Extract to read>
★ ★ ★ ★ ★ ★ ★

Studio album by Ryan Adams and the Cardinals
- Released: October 28, 2008
- Recorded: Electric Lady (New York City)
- Genre: Alternative country, rock
- Label: Lost Highway Records
- Producer: Tom Schick

Ryan Adams and the Cardinals chronology
| Follow the Lights (2007) | Cardinology (2008) | Orion (2010) |

Alternate cover
- Vinyl cover art

= Cardinology =

Cardinology is the tenth studio album by Ryan Adams, and fourth album with his backing band The Cardinals, released on October 28, 2008. The album completed Adams' contract with Lost Highway Records, and marks his final recording session with The Cardinals. Following the album's release and subsequent tour, Adams disbanded the band and entered a self-imposed hiatus until the release of Ashes & Fire, in 2011.

According to Adams, the album "[is] about the moment when you recognise the difference between ego and pride and your sense of service to your friends, family or yourself. Once you've had that epiphany, you can't really turn around and pretend that you haven't. It's about accountability."

The album was placed at #14 on Rolling Stones 50 Best Albums of 2008 list. The magazine also placed "Magick" at #13 on the 100 Best Singles of 2008 list. The album has sold over 250,000 copies worldwide. In April 2011, Adams released an EP, Class Mythology, featuring four unreleased tracks recorded for Cardinology.

Professional ratings
Aggregate scores
| Source | Rating |
| AnyDecentMusic? | 7.1/10 |
| Metacritic | (72/100) |
Review scores
| Source | Rating |
| Allmusic | Star |
| Blender | Star Half star |
| Entertainment Weekly | A− |
| Los Angeles Times | Star Half star |
| musicOMH | Star |
| Paste | (6.4/10) |
| Pitchfork Media | (4.7/10) |
| PopMatters | Star |
| Robert Christgau | (dud) |
| Rolling Stone | Star |
| Spin | (7/10) |
| USA Today | Star |

==Writing and composition==
Cardinology was written and recorded in the aftermath of Adams' break-up with girlfriend Jessica Joffe, with Adams stating, "There's a lot of disappointment on this record. There's the pain of lost love and the brutality of unrequited love. It was a dark place to go, but this time I managed to go there with a bit of balance. I tried to make sure there were at least one or two lines in every song that, should someone be listening who is having a bad time, there's something there telling them to keep the faith. I wanted to find that hope. I didn't fully find it, but I was trying."

==Release==
A vinyl version included a bonus 7", a comic book, and a digital download code. The album's first single, "Fix It", was released on vinyl and online on September 23, 2008.

★ ★ ★ ★ ★ ★ ★

Requests>
1. How would you translate this sentence from the Cardinology article into Spanish: "The album has sold over 250,000 copies worldwide."
2. Could you transcribe the listing, starting at the line containing "Each instance receives one keypoint. Annotate the white building" and ending at the last line of the listing, with both of those lines included?
The Cardinology article and the listing are separate material with no connection to each other.

★ ★ ★ ★ ★ ★ ★

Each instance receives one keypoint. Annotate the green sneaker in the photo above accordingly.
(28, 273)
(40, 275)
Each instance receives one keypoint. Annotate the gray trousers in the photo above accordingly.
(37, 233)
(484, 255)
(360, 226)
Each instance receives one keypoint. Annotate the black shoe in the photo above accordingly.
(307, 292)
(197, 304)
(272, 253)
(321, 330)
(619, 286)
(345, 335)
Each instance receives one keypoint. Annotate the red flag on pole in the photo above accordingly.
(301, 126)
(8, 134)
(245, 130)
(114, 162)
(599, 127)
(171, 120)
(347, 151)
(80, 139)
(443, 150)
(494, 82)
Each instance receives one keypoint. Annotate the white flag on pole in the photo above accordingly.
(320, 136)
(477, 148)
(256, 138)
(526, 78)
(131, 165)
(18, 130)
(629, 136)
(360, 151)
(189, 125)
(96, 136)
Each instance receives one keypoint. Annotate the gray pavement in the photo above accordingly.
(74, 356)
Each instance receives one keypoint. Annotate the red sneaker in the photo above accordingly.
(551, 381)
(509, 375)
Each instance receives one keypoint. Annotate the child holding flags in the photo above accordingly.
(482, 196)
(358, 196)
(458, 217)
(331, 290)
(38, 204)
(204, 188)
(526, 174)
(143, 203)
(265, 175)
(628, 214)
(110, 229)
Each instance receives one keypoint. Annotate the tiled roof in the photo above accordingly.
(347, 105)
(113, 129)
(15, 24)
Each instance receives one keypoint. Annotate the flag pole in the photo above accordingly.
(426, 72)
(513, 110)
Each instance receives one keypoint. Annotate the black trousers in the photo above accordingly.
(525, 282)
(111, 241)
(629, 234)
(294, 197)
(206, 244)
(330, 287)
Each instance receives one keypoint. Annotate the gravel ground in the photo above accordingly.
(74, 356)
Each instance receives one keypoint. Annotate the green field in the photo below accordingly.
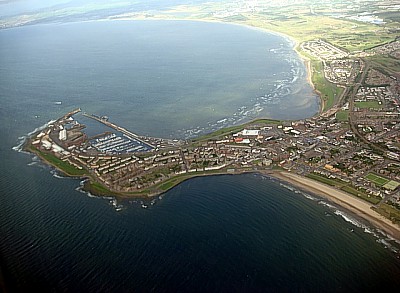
(58, 163)
(383, 182)
(342, 115)
(368, 105)
(378, 180)
(329, 91)
(391, 185)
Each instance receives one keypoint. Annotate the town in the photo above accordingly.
(354, 146)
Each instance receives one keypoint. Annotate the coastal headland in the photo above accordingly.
(349, 151)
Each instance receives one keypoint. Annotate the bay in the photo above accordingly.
(223, 233)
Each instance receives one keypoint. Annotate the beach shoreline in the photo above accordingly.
(354, 205)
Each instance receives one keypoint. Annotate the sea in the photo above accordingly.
(228, 233)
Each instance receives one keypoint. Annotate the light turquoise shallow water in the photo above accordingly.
(226, 233)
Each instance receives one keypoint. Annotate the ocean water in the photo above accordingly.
(244, 233)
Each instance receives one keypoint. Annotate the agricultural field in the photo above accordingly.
(382, 182)
(368, 105)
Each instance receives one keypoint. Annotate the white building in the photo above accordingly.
(62, 135)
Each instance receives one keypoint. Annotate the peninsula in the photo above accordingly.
(351, 147)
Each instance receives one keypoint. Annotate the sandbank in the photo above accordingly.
(355, 205)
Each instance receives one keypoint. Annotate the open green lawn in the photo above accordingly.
(342, 115)
(368, 104)
(360, 194)
(389, 212)
(391, 185)
(378, 180)
(58, 163)
(329, 91)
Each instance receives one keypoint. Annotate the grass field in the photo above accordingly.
(368, 104)
(342, 115)
(383, 182)
(391, 185)
(378, 180)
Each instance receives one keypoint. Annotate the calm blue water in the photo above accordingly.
(225, 233)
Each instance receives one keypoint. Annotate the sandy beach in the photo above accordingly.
(354, 205)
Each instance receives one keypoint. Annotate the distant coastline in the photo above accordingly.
(355, 205)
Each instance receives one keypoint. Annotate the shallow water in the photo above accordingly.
(222, 233)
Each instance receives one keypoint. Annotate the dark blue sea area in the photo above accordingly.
(230, 233)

★ ★ ★ ★ ★ ★ ★

Per-task answers>
1. El álbum ha vendido más de 250.000 copias en todo el mundo.

2.
Each instance receives one keypoint. Annotate the white building in the photo above accordingly.
(62, 135)
Each instance receives one keypoint. Annotate the peninsula in the photo above accordingly.
(351, 147)
Each instance receives one keypoint. Annotate the sandbank in the photo above accordingly.
(355, 205)
Each instance receives one keypoint. Annotate the open green lawn in the photo above accordingly.
(342, 115)
(368, 104)
(360, 194)
(389, 212)
(391, 185)
(378, 180)
(58, 163)
(329, 91)
Each instance receives one keypoint. Annotate the grass field in the photo above accordingly.
(368, 104)
(342, 115)
(383, 182)
(391, 185)
(378, 180)
Each instance receives one keypoint. Annotate the calm blue water in the photo above accordingly.
(225, 233)
Each instance receives one keypoint. Annotate the sandy beach in the photo above accordingly.
(354, 205)
Each instance receives one keypoint. Annotate the distant coastline in the photo above accordingly.
(355, 205)
Each instance receives one keypoint. Annotate the shallow water in the photo above accordingly.
(222, 233)
Each instance receives one keypoint. Annotate the dark blue sea area in the photo above accordingly.
(230, 233)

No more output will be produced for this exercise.